BEGIN
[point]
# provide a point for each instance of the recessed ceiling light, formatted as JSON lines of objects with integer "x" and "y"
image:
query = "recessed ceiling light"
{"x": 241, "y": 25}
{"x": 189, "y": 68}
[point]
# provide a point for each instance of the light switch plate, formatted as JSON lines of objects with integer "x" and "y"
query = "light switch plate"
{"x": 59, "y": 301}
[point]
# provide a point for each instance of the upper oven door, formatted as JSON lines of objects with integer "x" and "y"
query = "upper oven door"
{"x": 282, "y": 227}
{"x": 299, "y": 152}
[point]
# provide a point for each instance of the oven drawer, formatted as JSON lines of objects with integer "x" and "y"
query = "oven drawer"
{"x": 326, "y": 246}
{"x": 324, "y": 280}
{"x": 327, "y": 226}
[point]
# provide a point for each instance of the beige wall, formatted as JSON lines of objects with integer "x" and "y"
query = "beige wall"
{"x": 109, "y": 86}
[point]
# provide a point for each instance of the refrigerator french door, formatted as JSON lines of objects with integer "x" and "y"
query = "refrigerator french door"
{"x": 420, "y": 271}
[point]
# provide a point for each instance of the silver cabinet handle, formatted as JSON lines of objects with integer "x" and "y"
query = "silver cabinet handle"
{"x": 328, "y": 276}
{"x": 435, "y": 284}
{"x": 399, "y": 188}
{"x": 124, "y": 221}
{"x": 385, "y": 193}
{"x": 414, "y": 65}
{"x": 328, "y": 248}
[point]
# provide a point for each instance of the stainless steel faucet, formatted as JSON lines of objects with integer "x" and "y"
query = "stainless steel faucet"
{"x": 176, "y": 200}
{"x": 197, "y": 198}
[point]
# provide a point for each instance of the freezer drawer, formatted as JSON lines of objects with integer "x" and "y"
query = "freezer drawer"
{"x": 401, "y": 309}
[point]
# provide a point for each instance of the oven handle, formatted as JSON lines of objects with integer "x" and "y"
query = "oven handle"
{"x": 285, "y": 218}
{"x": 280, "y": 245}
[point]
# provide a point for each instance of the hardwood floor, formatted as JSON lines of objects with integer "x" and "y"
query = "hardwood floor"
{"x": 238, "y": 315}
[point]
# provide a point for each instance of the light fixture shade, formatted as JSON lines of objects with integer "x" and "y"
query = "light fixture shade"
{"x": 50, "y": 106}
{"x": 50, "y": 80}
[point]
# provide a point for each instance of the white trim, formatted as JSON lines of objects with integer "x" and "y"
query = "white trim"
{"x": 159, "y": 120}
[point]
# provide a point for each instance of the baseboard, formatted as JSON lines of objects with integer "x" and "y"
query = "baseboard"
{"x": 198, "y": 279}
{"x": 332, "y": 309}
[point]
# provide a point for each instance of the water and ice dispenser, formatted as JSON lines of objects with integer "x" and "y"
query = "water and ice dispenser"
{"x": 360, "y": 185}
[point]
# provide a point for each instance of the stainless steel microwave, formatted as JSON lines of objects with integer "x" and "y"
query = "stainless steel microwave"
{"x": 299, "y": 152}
END
* **Your goal**
Your task is to retype the complete material exactly as it was given.

* **Task response**
[point]
# provide a point for each instance of the recessed ceiling light, formatted as JSON lines of objects with integer "x" and "y"
image:
query = "recessed ceiling light"
{"x": 241, "y": 25}
{"x": 189, "y": 68}
[point]
# provide a point for each instance of the light switch plate, formatted as JSON lines of objects with integer "x" and "y"
query = "light switch plate"
{"x": 59, "y": 301}
[point]
# provide a point for each instance of the upper oven door, formatted as JSON lines of objects with integer "x" and "y"
query = "upper oven door"
{"x": 282, "y": 227}
{"x": 299, "y": 152}
[point]
# provide a point for each instance of the oven drawer, formatted as JSON lines of objects with integer "x" and "y"
query = "oven drawer"
{"x": 326, "y": 246}
{"x": 324, "y": 280}
{"x": 327, "y": 226}
[point]
# provide a point for each instance of the beige wall, formatted as JSON lines of objects with integer "x" and "y"
query = "beige wall"
{"x": 109, "y": 86}
[point]
# provide a point for each instance of the refrigerator french door, formatted as JSON lines of objects with integer "x" and "y"
query = "refrigerator french door"
{"x": 420, "y": 271}
[point]
# provide a point for each instance of the silver cabinet handle, formatted as JSON lines of objects with integer "x" and "y"
query = "silver cabinet handle"
{"x": 328, "y": 276}
{"x": 435, "y": 284}
{"x": 399, "y": 188}
{"x": 124, "y": 221}
{"x": 385, "y": 193}
{"x": 414, "y": 65}
{"x": 328, "y": 248}
[point]
# provide a point for each instance of the stainless steel faucet, formatted as JSON lines of objects with integer "x" and "y"
query = "stainless steel faucet"
{"x": 176, "y": 200}
{"x": 197, "y": 198}
[point]
# provide a point for each instance of the freezer drawer, formatted as JSON lines of objects with integer "x" and "y"
query = "freezer drawer"
{"x": 401, "y": 309}
[point]
# provide a point for each instance of the oven handle, formatted as JSON lines of objects with integer "x" and "y"
query = "oven handle"
{"x": 285, "y": 218}
{"x": 280, "y": 245}
[point]
# provide a point for each instance of the hardwood floor, formatted as JSON lines of objects with integer "x" and "y"
query = "hardwood floor"
{"x": 238, "y": 315}
[point]
# provide a point for each instance of the light fixture shade, formatted as JSON lines of objects with integer "x" and "y"
query = "light fixture shade"
{"x": 50, "y": 106}
{"x": 50, "y": 80}
[point]
# provide a point for each instance of the white trim, formatted as JSON lines of objects with integer "x" and "y"
query = "white trim"
{"x": 159, "y": 120}
[point]
# provide a point for each instance of the baseboard, formatted as JSON lines of objects with integer "x" and "y"
query = "baseboard"
{"x": 198, "y": 279}
{"x": 332, "y": 309}
[point]
# provide a point for each instance of the water and ice dispenser, formatted as JSON lines of objects with integer "x" and "y"
query = "water and ice dispenser"
{"x": 360, "y": 185}
[point]
# provide a point for each instance of the stainless steel microwave, formatted as JSON lines of objects with integer "x" and "y"
query = "stainless steel microwave"
{"x": 299, "y": 152}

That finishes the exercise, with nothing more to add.